━━━━━ Exercise inputs ━━━━━

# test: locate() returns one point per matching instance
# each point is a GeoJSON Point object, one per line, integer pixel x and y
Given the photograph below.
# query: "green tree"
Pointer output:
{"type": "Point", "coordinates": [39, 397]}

━━━━━
━━━━━ Exercise inputs ━━━━━

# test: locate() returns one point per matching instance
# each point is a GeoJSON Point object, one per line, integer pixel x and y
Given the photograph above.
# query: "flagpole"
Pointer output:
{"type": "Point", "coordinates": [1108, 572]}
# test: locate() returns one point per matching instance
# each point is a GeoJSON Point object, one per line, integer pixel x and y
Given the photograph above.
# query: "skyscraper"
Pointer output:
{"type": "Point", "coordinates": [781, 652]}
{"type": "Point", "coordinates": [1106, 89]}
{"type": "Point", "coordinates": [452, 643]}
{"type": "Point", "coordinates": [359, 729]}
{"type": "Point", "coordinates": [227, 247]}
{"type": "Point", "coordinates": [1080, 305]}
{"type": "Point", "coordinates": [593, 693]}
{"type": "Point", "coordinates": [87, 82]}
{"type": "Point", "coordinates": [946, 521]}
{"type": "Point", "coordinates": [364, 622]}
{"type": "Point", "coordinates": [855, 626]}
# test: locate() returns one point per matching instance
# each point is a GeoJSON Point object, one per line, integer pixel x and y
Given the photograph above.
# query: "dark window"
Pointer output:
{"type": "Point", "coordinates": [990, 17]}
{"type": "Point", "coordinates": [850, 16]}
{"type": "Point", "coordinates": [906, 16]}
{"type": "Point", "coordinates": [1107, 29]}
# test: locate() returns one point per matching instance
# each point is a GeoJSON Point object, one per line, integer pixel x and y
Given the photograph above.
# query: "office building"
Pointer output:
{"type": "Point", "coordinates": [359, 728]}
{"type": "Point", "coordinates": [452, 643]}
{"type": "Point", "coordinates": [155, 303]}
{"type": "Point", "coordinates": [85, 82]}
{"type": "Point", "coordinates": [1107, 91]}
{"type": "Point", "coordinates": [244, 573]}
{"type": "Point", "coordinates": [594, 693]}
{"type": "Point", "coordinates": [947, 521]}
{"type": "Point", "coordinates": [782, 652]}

━━━━━

Work item: Where a line of the entries contains the word "query", count it, then state the total and nothing else.

Written response: 5